• _Verilen alıntı_
━━━━━━━━━━━━━━━━━━━━━━━━━━━━━━

Guest Of The Week: Sühan Gürer (Proodos / Dinleme Parkı)
Album Of The Week: Caspa-Ave It: Volume 1 & 2 (Sub Soldiers)
>1<-The Others-Bed Bugz (Veri Lo Records)
>2<-Skream-I (Loefah Remix) (Tempa)
>3<-Caspa-Noise Disorganiser (Pitch Black)
>4<-Stenchman-Signs (Heavy Load)
>5<-Skream-Fick (Tempa)
>6<-DZ-Down (True Tiger Recordings)
>7<-Kid Sister Feat. Kanye West-Pro Nails (Rusko Remix) (Fool's Gold)
>8<-Rusko-Hammertime (Sub Soldiers)
>9<-TC-Where's My Money (Caspa Remix) (D-Style Recordings)
>10<-Caspa-My Pet Monster (Digital Soundboy Recording Co.)
>11<-Skream-Make Me (Tempa)
>12<-Skream-Lightning (Tempa)
>13<-Caspa-Louder (Pitch Black)
>14<-Bar9-Malicious Thoughts (Audio Freaks)
Download / İndir
Where's My Money Dubstep Set By Sühan Gürer Bölüm (235) – Durdurulamayan Yelkovan Peşinde Akrebin, Gitmek İsteyip De Gidilemeyeni, Kavuşulamayanı Çağrıştırıyor. Biri Hızlı, Öteki Temkinli, Mücadele Hengamede Devam Ediyor...
>>>>>Bildirgeç
Geçiş ve görüntüler, yığınlar halinde akıntının tersi yönde ilerlemeyi kendine destur edinen kitleleri gözlerimizin önüne seriyor. Rahatsız edici bir sessizlik sınırlandırmasının dışında afaki ses dalgaları yayılıyor, dört bir yana, dört ayrı koldan. Biteviye bir deneyimlemenin çok daha ötesinde gerçekten oralarda toplanmaya neden olan erkin, idenin, farklılıklarını imleyen, ama bir o kadar da etkileyici kılan yönlerin de artık uluorta konuşulur kılınması, gözlenebilmesi bile baskın olanın uzağındaki seslerin yükseltildiği koca alanları daha da manidar kılıyor. Sıfırdan varolmak dedikleri de sanırız böylesi bir şey değerli okur. Oluşturulan imtiyazsız tepkime, kimseciklerin kampına dahil olmadan, aidiyetleri de sorun etmeksizin, inanılıp sebat edilmiş, ama varlığına şahitlik edilemeyen toplumsal dinamiklerin farkına varılmasını da sağlıyor. Sessizliği aşabilmenin, izole edilmişliği yerle yeksan edebilmenin, yegane yolunun imece usülü olan gürültüyü çıkartmakta olduğu bilincinin de ha keza. Sözcüklerin kendilerine hazır ve nazır biçilmiş anlamlarını genişleten bir çabanın yansıması olarak değerlendirilip, anlam katılabilecek bir biçimsellik. Ortalık yerden, oldurulamazlara karşı bir duruşu sergileyebilmenin heyecanı ile beraber. Topyekün varız veyahutta hiçbirimiz yokuz. Sonuçları çok bariz bir biçimde idrak edilebilecek kadar açıkça kendi yolunu çizen bir nümayiş bu, adı üzerinde, görüntülerin gerçekliğinde vuku bulan. Sterilize edilmiş, giz perdesine düğümlenmiş, susturulmaya da, sus paylarıyla avutulmaya da alıştırılmış insanların artık bu uğrusuz mizansenlerin figüranları olmadıklarını, gümbür gümbür ilan eden bir manifesto. Popülist siyasallığın ve popüler kültürün de mayasını kardığı bu dolambaçlı, görünüşte avutucu olan ama çıkışı pek nadir bulunabilen labirent dehlizlerini aşabilmenin yolu hataların sorumluluklarını ortaklaşa alabilecek kadar cesurca birbirleri arasında pay edebilenlerin becerebileceği ise aşikar.

━━━━━━━━━━━━━━━━━━━━━━━━━━━━━━

• _Sağlanan materyal_
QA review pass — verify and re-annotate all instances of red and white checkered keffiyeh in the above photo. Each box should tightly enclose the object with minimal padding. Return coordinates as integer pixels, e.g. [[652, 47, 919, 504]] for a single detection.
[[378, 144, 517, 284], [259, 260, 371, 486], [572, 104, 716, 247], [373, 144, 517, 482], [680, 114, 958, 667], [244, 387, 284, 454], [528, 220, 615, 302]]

━━━━━━━━━━━━━━━━━━━━━━━━━━━━━━

• _Yapılacak iş_
Aşağıdaki ifadelerin her birinin verilen alıntıyla uyuşup uyuşmadığını evet ya da hayır diyerek belirtin. Kararınızı dayandırdığınız sözleri alıntıdan birebir aktarın.
1. Haftanın albümü Caspa'nın "Ave It: Volume 1 & 2" adlı çalışmasıdır.
2. Skream'in "Lightning" parçası Pitch Black etiketiyle listelenmiştir.
3. Sühan Gürer'in dubstep seti 235. bölümdür.

• _Doğru cevap_
1. Evet: "Album Of The Week: Caspa-Ave It: Volume 1 & 2 (Sub Soldiers)"
2. Hayır: "Skream-Lightning (Tempa)"
3. Evet: "Where's My Money Dubstep Set By Sühan Gürer Bölüm (235)"